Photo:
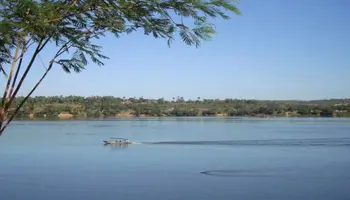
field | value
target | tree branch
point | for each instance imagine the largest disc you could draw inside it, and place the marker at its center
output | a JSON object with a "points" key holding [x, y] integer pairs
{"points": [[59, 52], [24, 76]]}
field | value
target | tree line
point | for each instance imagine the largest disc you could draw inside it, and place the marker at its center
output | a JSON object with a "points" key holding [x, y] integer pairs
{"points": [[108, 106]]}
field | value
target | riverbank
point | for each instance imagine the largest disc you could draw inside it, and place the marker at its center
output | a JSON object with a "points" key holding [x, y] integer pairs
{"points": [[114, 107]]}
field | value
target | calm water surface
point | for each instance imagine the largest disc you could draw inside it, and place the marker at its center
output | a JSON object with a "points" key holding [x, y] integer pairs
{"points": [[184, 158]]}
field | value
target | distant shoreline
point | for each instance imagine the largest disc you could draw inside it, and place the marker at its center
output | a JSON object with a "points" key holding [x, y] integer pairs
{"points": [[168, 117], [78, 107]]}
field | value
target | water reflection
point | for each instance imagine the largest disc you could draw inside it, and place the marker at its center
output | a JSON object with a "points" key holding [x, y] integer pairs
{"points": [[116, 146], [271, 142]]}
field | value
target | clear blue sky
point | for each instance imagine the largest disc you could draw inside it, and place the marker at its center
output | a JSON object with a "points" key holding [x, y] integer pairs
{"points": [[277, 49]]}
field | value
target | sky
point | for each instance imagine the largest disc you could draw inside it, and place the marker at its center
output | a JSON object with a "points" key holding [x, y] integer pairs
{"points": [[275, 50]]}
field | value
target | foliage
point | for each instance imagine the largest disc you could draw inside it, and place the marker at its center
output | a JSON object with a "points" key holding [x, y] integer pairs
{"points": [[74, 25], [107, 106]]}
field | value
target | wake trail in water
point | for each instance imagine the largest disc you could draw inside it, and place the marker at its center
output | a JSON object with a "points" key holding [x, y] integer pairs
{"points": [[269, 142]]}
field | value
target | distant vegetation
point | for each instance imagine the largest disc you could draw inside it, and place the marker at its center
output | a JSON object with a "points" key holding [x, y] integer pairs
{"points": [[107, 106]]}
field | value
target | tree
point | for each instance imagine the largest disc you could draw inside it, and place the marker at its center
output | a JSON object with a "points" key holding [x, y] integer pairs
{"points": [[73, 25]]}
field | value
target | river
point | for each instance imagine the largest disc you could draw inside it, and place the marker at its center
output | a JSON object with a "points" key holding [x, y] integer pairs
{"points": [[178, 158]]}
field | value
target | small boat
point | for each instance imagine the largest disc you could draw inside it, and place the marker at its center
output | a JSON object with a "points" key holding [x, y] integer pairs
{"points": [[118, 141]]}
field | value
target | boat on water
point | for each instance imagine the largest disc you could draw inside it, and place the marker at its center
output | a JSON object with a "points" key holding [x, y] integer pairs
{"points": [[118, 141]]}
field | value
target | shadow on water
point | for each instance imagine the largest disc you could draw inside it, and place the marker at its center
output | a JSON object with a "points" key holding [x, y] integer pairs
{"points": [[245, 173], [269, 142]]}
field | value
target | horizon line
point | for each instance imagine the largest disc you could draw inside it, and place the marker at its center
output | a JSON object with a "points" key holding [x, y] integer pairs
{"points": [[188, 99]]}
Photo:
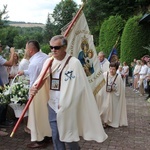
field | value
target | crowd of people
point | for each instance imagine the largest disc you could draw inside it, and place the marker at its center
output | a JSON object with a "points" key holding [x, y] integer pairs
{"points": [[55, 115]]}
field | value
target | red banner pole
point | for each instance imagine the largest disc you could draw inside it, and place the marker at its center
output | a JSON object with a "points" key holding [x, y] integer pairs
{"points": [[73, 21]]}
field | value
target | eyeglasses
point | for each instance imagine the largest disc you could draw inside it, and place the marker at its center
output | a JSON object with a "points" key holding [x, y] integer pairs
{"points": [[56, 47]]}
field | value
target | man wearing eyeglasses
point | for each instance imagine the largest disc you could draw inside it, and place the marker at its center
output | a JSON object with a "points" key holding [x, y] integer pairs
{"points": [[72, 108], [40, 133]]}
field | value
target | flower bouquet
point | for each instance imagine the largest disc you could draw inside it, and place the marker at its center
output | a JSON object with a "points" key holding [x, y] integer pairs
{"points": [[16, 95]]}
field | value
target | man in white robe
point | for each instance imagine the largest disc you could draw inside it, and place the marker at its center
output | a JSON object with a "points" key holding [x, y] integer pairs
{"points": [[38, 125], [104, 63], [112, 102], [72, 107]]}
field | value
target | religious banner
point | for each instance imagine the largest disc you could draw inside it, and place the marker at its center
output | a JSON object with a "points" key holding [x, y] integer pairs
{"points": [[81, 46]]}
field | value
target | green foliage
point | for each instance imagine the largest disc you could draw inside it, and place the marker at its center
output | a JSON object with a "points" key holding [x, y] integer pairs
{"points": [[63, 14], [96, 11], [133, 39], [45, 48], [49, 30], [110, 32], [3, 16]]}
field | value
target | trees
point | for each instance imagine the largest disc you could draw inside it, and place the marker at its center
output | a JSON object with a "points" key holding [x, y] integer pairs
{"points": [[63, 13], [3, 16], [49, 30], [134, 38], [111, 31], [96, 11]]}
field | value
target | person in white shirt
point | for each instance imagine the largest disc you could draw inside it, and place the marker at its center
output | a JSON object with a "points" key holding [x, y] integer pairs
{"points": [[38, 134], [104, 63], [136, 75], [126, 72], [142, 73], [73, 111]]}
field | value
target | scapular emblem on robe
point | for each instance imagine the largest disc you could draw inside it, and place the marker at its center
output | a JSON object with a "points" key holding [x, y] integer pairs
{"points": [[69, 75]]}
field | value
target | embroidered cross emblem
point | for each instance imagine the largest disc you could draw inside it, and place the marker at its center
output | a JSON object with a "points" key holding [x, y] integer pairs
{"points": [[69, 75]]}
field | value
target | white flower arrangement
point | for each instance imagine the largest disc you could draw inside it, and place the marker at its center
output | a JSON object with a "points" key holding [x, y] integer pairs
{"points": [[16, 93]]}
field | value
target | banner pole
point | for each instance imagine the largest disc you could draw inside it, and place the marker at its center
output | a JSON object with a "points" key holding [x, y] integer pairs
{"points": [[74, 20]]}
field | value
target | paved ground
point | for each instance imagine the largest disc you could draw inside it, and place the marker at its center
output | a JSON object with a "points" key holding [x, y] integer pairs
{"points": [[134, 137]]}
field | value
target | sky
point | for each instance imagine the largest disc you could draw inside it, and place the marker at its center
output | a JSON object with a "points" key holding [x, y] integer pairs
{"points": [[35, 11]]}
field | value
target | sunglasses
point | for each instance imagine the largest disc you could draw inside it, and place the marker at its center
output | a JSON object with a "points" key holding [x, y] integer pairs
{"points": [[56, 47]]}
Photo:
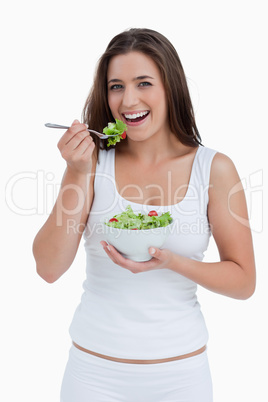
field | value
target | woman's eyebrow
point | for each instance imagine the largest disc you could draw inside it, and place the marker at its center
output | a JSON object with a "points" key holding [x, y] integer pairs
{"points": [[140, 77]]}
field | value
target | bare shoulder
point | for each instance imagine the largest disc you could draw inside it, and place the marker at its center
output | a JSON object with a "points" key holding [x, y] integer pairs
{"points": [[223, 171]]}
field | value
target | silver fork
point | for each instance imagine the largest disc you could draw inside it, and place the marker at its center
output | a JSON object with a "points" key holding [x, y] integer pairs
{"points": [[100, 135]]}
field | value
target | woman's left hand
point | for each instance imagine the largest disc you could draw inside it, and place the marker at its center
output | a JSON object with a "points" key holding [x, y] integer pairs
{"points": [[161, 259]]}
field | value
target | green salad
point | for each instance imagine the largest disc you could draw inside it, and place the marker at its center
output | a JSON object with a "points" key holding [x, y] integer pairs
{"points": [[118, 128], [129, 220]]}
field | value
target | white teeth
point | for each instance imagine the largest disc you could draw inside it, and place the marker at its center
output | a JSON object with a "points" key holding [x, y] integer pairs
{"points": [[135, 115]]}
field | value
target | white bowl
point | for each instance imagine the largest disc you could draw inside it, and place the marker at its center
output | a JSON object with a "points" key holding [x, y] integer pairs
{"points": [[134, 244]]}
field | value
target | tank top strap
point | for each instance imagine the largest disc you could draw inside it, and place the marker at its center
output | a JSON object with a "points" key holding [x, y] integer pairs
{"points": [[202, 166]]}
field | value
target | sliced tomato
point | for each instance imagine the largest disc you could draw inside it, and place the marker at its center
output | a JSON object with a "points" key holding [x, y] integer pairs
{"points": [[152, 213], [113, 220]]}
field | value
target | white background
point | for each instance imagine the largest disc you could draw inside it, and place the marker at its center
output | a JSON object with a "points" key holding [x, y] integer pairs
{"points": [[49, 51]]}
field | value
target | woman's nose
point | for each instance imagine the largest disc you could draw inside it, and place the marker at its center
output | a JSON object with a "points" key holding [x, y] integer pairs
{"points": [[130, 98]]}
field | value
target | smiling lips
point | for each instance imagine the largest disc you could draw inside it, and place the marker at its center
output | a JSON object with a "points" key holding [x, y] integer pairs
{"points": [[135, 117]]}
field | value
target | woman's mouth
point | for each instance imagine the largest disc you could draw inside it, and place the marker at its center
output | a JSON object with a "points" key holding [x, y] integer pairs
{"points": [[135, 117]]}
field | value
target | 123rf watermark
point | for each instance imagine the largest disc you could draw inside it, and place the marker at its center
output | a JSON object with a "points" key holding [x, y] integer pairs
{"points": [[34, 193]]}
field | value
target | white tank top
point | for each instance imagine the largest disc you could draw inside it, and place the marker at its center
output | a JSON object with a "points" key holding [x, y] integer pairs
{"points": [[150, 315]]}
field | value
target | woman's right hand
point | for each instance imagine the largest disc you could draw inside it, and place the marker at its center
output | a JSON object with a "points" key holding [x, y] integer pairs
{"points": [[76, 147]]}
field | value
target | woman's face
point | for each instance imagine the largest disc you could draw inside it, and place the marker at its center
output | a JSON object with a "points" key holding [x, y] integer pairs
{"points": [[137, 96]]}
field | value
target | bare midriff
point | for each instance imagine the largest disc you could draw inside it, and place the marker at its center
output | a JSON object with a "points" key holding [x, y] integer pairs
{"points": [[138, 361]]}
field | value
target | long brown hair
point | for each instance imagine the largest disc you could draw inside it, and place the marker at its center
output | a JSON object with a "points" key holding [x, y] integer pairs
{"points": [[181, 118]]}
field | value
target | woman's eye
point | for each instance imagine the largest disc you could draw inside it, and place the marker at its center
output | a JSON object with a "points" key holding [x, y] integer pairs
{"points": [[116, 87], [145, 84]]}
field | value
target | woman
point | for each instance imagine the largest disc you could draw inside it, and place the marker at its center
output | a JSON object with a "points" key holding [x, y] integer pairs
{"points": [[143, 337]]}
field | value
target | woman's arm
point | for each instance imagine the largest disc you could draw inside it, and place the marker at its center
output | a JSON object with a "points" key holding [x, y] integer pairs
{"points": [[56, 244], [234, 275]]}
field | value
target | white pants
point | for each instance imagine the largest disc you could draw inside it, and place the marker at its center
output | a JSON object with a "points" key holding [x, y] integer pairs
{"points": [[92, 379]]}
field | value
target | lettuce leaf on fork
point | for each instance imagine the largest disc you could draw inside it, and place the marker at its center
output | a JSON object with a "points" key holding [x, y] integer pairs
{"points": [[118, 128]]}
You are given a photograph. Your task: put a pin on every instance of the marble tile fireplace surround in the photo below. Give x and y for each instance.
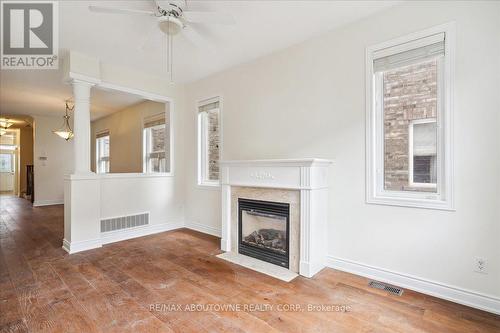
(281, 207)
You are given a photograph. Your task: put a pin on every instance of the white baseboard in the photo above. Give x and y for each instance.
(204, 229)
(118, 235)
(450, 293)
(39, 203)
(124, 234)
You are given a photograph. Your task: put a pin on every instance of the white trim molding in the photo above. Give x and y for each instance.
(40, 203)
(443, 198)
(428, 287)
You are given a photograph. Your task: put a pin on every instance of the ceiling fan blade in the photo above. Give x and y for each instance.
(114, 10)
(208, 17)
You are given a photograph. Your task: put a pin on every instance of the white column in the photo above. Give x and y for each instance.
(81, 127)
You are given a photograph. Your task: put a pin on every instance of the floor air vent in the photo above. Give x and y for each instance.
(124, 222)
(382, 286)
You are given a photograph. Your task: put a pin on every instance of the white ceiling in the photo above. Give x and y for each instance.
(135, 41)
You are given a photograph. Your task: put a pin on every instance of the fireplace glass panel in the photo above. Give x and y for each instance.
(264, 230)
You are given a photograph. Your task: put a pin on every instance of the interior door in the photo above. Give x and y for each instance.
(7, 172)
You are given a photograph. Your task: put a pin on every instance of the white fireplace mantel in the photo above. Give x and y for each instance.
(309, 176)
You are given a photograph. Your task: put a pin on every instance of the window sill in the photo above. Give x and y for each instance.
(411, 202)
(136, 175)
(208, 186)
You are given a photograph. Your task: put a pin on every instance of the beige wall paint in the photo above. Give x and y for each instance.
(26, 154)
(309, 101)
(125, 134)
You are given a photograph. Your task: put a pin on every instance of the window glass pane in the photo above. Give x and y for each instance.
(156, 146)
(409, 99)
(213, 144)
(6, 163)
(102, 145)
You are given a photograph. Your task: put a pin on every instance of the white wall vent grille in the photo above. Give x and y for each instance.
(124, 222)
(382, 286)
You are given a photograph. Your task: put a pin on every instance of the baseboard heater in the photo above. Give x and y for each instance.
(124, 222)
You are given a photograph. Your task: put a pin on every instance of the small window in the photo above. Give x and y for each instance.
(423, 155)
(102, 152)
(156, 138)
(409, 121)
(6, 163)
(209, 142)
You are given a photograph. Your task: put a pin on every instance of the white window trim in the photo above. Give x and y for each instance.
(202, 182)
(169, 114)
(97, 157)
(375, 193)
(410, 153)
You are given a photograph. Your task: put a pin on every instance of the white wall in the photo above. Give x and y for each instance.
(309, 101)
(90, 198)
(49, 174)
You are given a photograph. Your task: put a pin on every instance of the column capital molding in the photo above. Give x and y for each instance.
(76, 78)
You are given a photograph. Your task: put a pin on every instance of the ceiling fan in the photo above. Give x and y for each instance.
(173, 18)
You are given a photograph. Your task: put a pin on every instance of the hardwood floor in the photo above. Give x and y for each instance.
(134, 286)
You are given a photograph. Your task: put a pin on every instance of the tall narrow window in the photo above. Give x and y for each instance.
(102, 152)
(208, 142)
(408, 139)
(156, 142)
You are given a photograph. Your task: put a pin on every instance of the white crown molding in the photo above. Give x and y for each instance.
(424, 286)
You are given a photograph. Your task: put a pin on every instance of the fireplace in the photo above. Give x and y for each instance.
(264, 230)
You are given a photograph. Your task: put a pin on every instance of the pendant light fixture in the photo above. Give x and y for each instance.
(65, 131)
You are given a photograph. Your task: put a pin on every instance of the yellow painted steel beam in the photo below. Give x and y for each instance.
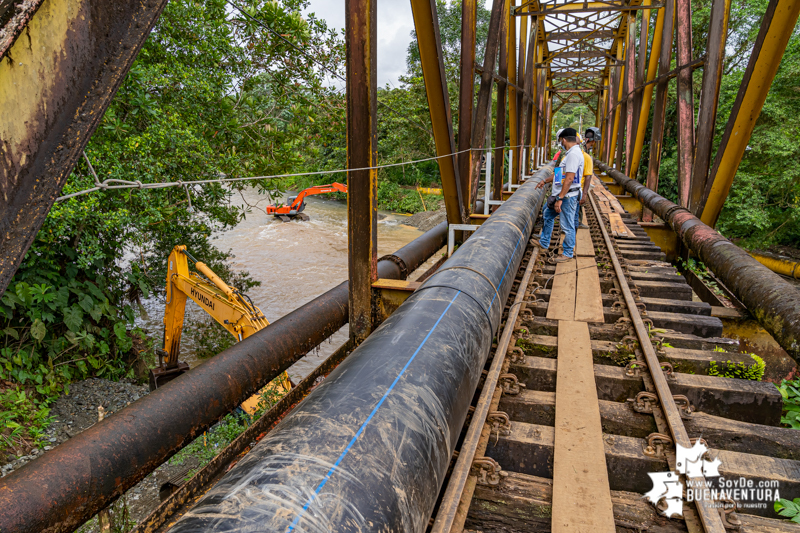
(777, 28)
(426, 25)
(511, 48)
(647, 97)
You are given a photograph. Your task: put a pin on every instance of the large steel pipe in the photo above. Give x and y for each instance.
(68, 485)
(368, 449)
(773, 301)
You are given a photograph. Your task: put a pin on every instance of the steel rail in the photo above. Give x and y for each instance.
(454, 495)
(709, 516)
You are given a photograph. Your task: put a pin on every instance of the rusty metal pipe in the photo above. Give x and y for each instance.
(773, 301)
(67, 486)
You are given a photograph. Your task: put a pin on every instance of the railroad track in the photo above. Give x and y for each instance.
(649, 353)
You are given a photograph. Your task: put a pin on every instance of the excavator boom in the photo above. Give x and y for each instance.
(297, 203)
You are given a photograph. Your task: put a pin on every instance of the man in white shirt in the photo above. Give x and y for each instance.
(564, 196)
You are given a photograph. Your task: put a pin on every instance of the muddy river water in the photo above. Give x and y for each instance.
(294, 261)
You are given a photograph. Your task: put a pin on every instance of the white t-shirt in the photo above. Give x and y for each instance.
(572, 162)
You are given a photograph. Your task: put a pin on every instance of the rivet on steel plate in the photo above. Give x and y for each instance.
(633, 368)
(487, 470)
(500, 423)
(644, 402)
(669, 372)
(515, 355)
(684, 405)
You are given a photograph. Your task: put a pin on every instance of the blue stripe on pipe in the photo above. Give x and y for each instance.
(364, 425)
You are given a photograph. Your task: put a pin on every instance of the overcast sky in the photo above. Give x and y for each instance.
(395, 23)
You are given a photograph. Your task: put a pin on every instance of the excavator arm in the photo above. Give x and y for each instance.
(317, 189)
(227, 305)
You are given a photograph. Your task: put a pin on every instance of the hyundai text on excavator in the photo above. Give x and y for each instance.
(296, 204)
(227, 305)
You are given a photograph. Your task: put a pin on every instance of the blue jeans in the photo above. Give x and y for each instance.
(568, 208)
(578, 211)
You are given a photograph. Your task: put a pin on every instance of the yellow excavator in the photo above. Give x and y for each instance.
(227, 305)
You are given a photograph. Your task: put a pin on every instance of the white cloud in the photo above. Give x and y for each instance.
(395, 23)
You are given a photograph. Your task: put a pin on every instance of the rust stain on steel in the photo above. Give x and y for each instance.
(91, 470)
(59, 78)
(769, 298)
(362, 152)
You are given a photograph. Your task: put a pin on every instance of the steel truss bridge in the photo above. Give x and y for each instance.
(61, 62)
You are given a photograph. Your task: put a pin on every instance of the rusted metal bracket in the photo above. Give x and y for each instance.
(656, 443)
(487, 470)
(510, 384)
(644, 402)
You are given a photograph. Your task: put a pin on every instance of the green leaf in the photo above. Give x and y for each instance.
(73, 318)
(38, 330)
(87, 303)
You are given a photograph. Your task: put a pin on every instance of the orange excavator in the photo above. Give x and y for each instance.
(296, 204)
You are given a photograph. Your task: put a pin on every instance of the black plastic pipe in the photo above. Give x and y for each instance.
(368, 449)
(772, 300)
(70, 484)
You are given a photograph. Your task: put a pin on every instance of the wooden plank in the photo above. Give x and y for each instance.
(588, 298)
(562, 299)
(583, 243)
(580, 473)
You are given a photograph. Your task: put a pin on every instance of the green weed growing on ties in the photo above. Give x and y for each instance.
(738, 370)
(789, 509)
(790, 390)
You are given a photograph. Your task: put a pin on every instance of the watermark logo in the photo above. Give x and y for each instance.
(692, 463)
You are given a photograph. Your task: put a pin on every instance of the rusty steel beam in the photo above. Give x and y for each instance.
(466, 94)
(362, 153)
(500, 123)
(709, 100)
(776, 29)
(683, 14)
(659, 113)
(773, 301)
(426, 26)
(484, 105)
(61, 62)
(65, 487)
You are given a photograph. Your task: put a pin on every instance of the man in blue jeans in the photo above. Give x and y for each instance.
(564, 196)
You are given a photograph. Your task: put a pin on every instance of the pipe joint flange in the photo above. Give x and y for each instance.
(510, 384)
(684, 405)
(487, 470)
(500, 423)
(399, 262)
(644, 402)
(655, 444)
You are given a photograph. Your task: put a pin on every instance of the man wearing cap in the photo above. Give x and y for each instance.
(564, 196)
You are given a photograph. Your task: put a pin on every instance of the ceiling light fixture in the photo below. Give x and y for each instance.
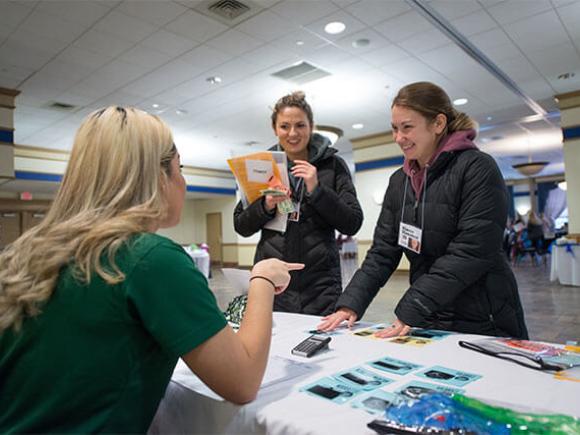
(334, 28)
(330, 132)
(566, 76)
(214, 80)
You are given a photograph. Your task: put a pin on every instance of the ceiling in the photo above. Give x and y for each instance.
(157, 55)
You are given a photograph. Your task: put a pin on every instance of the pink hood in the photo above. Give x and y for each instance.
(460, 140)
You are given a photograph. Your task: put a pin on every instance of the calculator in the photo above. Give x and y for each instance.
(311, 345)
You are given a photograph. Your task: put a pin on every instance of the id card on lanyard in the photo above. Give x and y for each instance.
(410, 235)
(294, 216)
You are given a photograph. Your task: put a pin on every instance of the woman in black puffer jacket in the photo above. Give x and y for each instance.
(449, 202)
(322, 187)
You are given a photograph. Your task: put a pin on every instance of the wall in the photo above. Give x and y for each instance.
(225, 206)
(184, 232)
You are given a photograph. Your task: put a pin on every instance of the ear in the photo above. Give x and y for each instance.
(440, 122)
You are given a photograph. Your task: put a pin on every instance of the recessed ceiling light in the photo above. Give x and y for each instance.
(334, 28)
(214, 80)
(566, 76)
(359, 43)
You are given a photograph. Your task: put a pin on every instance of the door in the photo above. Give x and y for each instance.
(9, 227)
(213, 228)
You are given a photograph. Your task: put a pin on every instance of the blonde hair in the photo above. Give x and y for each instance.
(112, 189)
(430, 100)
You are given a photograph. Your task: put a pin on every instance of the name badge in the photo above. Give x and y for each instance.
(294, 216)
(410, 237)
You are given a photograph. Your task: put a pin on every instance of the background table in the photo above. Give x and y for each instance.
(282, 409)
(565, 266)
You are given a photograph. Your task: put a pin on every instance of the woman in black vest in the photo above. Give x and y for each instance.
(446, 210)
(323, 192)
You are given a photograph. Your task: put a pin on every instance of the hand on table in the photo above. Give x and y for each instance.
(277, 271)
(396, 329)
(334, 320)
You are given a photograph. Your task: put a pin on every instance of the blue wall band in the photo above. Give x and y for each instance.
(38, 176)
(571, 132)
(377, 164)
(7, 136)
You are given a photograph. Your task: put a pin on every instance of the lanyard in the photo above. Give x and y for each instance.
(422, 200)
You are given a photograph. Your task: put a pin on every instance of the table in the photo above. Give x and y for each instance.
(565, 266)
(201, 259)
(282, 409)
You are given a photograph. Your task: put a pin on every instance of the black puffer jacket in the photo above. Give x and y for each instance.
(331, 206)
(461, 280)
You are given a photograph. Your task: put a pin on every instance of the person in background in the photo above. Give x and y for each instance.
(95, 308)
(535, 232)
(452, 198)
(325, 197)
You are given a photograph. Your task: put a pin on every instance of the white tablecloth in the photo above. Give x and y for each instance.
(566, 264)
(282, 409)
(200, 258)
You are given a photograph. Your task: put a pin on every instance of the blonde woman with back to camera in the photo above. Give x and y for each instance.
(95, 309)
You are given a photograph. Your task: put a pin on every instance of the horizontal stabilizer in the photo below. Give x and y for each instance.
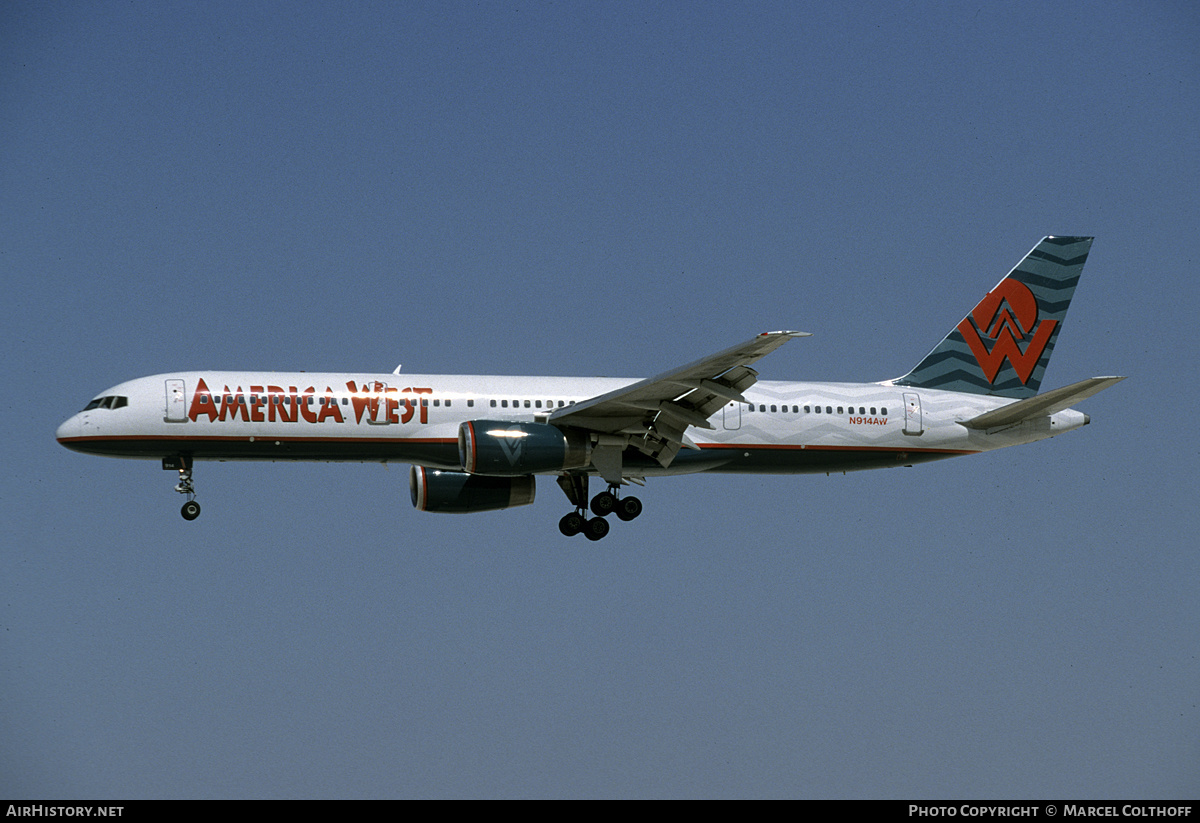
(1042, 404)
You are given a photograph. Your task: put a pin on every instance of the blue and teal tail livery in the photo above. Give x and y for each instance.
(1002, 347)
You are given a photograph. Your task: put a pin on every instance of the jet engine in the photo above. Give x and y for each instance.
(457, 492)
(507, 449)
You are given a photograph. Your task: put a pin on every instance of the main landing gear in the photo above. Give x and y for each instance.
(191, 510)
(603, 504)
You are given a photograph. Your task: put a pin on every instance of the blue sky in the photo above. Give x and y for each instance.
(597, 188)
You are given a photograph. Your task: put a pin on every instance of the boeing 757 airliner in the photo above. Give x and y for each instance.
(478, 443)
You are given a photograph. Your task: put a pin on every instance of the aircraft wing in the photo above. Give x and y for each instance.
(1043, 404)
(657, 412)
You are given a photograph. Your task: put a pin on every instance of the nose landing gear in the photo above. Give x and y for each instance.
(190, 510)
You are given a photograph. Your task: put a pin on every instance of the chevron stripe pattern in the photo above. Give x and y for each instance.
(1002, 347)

▸ Task requirements:
Among the lines above, find those with the string "boat" and copy them.

▸ Task output:
target | small boat
target | boat on water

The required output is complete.